*** Opening SUPPLIED MATERIAL ***

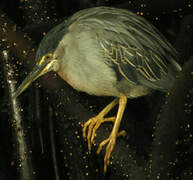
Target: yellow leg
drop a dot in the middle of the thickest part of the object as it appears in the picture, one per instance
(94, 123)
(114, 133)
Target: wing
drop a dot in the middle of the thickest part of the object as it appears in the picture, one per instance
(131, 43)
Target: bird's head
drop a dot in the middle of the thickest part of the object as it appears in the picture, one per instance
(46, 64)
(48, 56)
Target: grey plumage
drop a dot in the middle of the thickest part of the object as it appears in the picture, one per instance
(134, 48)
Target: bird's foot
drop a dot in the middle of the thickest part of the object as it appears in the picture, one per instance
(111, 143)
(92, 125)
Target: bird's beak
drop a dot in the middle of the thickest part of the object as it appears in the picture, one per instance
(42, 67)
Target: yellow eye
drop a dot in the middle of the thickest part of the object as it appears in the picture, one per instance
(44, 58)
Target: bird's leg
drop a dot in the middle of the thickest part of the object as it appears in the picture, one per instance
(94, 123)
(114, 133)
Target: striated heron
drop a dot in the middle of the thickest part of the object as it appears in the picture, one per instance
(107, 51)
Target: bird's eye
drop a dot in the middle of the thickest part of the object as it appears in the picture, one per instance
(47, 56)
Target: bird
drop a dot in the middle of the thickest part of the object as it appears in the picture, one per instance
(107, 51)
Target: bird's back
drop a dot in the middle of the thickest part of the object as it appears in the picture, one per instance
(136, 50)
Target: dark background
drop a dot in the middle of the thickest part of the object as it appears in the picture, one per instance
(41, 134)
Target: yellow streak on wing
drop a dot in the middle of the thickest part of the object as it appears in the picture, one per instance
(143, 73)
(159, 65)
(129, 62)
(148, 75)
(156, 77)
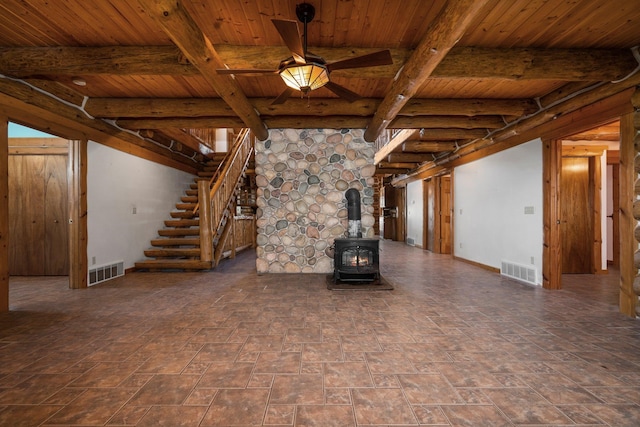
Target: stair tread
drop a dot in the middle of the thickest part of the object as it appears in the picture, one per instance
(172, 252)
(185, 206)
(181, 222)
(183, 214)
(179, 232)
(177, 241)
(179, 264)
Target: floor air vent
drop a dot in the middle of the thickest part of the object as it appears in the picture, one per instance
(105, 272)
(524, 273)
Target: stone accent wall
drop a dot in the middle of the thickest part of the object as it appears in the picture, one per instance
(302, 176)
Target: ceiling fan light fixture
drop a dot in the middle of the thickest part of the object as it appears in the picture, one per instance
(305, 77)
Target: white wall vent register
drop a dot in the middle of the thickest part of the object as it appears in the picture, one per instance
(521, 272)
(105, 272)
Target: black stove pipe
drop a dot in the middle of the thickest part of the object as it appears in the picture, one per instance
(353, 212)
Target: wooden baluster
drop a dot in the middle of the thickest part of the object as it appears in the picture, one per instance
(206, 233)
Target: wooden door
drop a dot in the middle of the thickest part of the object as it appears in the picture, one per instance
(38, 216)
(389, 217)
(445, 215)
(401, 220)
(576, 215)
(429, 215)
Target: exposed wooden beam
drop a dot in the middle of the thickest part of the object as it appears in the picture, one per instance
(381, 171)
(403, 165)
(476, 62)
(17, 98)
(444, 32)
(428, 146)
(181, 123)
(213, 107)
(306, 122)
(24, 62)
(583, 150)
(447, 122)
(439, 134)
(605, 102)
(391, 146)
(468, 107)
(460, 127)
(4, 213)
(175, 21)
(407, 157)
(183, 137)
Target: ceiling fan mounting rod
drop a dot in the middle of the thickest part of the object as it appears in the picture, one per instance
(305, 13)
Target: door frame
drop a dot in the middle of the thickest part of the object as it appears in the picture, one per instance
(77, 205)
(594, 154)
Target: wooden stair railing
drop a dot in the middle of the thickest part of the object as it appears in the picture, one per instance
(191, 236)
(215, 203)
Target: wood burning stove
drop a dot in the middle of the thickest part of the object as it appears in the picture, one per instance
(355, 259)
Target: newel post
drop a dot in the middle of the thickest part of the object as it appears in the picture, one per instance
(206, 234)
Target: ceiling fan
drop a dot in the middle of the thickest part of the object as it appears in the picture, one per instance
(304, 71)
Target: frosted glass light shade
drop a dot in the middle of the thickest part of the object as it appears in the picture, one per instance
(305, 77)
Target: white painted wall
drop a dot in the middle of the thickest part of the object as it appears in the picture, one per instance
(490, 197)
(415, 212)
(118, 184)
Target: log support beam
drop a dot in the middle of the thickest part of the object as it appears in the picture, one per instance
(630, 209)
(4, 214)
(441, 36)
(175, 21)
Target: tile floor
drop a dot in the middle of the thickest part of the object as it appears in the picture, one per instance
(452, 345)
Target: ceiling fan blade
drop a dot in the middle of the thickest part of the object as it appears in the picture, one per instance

*** Closing SUPPLIED MATERIAL ***
*** Opening SUPPLIED MATERIAL ***

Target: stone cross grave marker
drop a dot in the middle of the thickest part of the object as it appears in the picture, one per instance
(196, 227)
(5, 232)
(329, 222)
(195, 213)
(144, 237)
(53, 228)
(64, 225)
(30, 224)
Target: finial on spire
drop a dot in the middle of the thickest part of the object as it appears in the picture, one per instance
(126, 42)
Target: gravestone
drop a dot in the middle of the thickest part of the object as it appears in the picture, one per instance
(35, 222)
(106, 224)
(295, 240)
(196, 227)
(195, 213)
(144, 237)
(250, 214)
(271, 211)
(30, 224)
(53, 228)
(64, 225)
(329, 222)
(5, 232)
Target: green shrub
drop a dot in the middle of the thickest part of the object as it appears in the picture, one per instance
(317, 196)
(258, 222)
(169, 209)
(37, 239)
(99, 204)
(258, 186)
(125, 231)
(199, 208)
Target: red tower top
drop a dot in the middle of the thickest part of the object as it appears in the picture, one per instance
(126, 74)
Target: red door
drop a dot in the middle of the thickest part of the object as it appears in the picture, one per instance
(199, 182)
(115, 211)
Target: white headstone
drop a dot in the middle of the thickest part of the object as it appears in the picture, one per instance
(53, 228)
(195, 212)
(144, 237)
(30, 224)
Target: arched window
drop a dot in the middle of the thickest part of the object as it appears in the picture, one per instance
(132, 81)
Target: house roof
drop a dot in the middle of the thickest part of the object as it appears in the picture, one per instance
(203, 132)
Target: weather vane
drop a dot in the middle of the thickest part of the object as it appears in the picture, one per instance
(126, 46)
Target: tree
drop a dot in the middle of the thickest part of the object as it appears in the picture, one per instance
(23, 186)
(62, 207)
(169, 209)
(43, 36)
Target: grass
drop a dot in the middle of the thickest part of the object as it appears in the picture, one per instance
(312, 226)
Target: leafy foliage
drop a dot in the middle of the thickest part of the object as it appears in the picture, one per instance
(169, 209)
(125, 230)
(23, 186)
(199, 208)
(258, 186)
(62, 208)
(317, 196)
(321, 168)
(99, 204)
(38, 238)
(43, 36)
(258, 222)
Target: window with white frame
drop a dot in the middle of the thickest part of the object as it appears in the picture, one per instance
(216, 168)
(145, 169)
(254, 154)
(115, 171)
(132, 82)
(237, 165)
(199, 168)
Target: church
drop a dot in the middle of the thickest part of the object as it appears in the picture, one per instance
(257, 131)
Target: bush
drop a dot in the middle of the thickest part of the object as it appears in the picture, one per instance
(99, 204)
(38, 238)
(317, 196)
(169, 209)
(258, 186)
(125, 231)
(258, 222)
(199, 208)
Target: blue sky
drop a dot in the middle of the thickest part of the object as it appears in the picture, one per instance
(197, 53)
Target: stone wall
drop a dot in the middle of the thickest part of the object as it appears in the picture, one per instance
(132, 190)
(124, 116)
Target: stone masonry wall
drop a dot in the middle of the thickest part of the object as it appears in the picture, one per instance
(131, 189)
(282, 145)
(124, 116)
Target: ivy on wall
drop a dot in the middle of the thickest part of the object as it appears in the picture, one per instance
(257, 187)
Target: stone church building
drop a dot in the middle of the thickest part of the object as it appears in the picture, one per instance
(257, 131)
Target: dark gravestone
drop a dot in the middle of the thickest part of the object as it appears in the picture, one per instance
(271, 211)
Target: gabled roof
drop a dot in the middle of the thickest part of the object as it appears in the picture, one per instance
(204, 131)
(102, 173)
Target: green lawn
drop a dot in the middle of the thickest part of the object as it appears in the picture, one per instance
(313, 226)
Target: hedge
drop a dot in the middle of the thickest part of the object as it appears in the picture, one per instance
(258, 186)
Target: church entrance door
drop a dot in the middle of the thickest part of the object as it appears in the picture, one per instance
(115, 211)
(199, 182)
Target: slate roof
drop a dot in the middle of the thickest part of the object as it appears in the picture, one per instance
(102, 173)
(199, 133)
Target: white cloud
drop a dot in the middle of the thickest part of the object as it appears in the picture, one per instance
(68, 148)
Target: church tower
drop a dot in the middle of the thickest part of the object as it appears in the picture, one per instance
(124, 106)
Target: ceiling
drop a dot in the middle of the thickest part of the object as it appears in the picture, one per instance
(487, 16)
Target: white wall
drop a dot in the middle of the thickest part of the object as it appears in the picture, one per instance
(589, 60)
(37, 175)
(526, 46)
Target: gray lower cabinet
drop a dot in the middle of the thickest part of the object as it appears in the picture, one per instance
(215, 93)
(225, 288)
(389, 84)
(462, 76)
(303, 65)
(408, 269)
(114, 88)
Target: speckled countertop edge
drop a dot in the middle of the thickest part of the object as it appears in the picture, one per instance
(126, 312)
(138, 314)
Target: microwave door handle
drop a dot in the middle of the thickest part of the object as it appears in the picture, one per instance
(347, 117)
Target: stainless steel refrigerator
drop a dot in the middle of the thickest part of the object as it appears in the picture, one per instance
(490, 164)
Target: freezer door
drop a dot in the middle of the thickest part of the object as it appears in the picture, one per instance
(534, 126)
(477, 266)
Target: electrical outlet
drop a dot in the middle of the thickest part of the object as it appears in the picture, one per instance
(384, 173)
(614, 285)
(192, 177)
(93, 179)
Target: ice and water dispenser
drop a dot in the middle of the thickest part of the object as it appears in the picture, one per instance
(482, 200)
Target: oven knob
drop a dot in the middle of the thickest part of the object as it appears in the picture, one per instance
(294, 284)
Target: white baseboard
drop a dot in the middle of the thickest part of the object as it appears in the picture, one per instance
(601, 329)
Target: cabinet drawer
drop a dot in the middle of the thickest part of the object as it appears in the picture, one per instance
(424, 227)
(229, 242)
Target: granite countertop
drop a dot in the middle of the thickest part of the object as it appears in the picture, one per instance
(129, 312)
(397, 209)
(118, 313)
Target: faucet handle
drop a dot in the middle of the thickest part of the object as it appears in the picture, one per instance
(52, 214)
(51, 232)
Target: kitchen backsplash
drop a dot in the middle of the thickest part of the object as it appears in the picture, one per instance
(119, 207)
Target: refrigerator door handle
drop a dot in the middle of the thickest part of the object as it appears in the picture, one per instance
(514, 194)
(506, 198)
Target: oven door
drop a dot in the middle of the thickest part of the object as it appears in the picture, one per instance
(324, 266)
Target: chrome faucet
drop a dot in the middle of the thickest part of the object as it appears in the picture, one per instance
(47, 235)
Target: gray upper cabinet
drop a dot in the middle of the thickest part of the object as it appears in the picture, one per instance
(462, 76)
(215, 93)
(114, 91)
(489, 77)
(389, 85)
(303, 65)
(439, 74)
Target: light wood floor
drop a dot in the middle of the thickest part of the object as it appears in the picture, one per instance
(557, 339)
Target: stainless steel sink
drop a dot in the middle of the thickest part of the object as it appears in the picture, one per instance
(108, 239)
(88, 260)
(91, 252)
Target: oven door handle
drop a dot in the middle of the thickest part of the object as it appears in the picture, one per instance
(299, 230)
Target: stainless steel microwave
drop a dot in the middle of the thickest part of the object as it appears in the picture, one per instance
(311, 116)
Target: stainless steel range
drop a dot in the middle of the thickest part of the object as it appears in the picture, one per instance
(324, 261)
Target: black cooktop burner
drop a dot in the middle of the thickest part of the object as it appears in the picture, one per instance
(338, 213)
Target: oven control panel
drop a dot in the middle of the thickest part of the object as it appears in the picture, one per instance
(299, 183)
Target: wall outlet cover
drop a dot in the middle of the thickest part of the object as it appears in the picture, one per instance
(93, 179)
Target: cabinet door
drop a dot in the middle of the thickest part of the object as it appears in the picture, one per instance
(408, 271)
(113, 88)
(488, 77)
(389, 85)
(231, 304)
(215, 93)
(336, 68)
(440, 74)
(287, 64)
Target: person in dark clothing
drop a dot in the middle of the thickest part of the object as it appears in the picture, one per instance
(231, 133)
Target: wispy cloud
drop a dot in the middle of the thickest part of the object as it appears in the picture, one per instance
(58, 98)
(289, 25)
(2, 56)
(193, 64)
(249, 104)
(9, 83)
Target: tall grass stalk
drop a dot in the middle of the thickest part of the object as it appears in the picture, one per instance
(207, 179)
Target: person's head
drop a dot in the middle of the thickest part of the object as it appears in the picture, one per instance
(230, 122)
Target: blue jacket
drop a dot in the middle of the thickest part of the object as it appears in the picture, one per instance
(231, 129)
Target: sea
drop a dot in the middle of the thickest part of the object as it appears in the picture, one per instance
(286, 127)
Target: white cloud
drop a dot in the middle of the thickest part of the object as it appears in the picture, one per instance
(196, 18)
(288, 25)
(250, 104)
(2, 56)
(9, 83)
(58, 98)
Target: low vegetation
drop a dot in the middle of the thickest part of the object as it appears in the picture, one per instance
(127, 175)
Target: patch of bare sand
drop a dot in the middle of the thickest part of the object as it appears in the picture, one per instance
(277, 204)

*** Closing SUPPLIED MATERIAL ***
*** Opening SUPPLIED MATERIAL ***

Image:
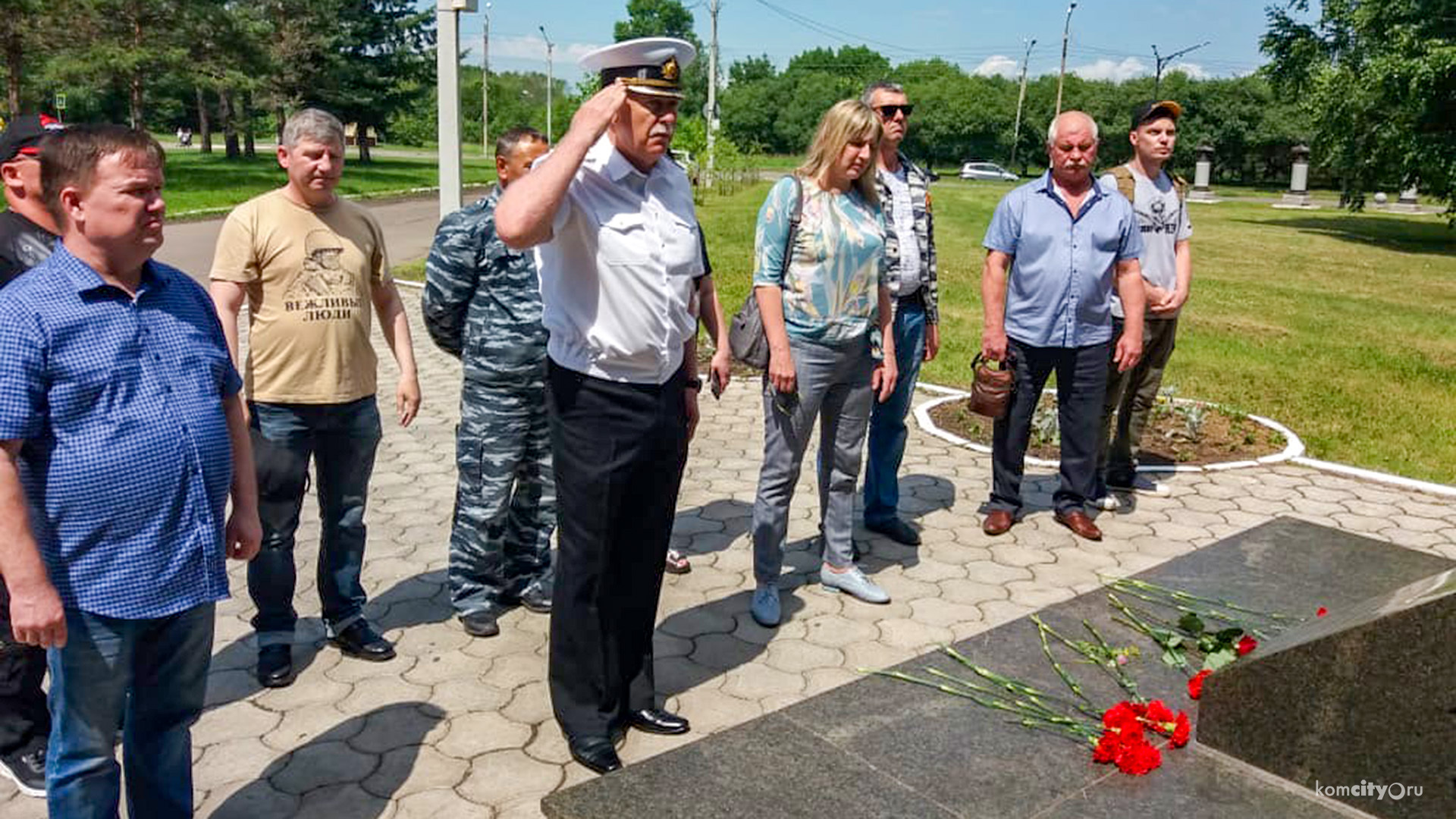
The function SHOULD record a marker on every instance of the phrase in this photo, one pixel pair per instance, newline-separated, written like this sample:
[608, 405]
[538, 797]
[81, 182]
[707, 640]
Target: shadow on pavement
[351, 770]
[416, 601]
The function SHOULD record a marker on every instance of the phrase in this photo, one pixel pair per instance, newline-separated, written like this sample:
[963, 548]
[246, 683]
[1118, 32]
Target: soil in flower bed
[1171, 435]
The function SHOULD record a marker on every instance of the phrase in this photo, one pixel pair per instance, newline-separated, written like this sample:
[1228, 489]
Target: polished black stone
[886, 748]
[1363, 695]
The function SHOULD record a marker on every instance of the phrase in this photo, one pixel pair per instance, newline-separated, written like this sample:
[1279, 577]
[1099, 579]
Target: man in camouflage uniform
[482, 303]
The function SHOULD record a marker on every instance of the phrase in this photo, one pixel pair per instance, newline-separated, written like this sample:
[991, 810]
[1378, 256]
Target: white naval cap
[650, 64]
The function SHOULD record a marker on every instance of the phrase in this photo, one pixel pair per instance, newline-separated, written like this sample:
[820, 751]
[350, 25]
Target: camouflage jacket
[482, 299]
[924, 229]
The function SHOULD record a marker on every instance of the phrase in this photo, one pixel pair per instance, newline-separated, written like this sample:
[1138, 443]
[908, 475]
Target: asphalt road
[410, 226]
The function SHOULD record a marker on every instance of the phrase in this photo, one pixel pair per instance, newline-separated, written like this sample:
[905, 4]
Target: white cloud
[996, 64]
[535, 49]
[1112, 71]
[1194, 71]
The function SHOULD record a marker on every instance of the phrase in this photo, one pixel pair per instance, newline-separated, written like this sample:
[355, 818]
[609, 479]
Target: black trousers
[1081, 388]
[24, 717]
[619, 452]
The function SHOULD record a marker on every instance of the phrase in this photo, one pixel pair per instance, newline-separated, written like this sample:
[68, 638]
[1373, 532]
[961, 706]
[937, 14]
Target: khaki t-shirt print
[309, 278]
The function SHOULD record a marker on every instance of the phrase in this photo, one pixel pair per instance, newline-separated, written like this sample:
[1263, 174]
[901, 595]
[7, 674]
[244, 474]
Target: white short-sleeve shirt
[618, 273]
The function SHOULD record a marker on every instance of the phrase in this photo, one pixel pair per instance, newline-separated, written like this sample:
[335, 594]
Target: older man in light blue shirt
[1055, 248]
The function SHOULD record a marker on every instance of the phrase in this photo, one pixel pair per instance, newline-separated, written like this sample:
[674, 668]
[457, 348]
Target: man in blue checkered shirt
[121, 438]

*** Closing SUPPLIED MATERIAL ***

> [TASK DESCRIPTION] Reproduce the lines above, beginning at the line with "Target: yellow leg" and stopping after the line with "Target: grey plumage", exactly as they are.

> [RESULT]
Target: yellow leg
drop a dot in the middle of the thickest part of the object as it appears in the picture, one per instance
(94, 123)
(114, 133)
Target: wing
drop a dot in the middle of the thickest part of the object as it appears in the picture, one per instance
(131, 43)
Target: bird's head
drop a dot in the middle of the thickest part of the object as it appears in the picture, one per instance
(46, 64)
(48, 56)
Target: grey plumage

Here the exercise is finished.